== DOSTARCZONE DANE

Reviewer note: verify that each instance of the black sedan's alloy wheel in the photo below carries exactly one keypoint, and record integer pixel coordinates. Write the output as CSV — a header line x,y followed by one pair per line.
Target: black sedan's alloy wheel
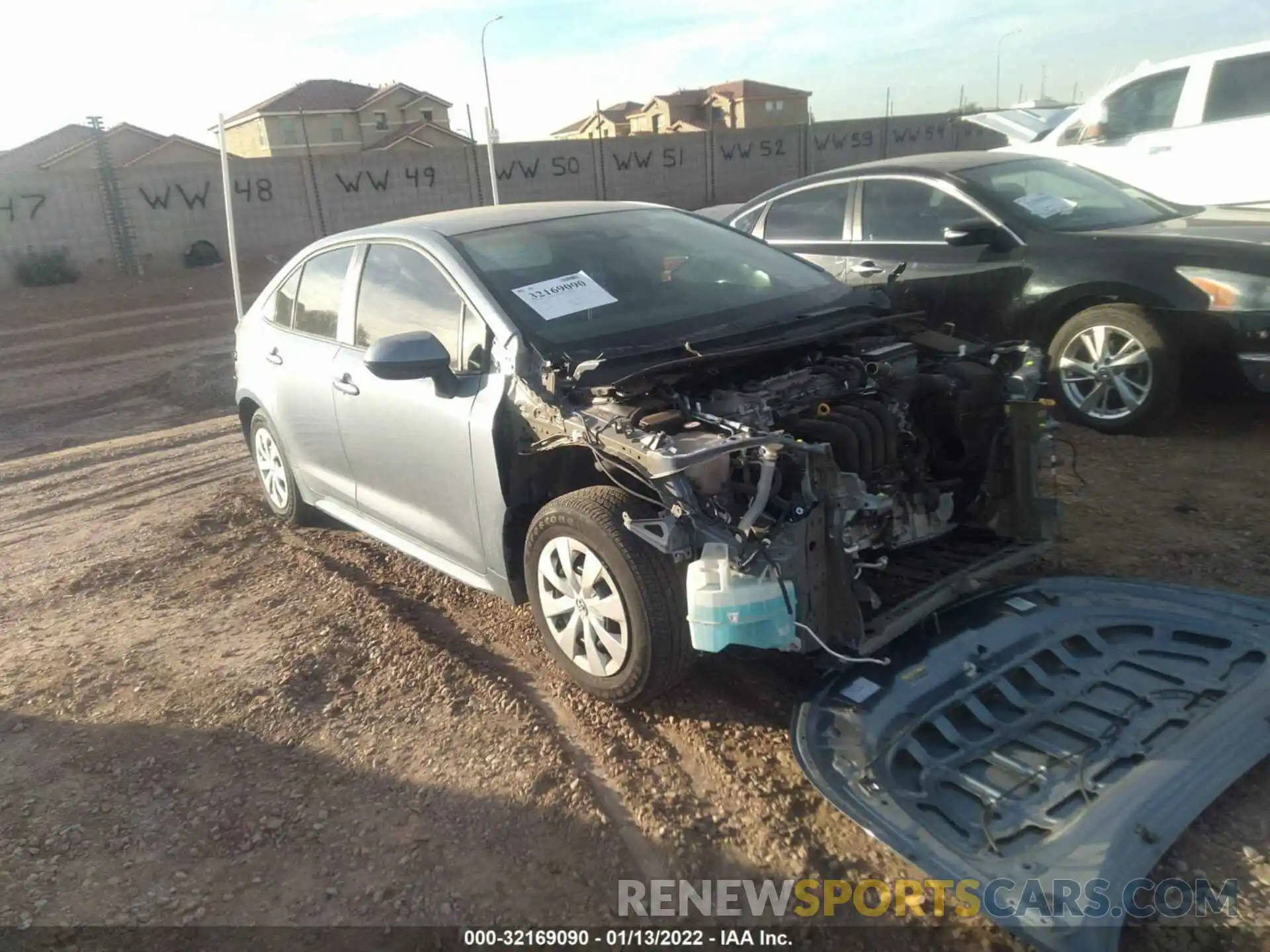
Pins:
x,y
1111,371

====

| CZEGO POTRZEBA |
Zbierz z zapisanych wpisów powyżej wszystkie linie zawierające słowo „black” i przepisz każdą z nich w całości.

| PEŁNY WYNIK |
Reviewer note: verify that each instance of the black sedan's alloy wheel in the photo below carries exactly one keypoint, and record integer pixel coordinates. Write the output as CSV — a header line x,y followed by one pair per line.
Target: black sedan's alloy wheel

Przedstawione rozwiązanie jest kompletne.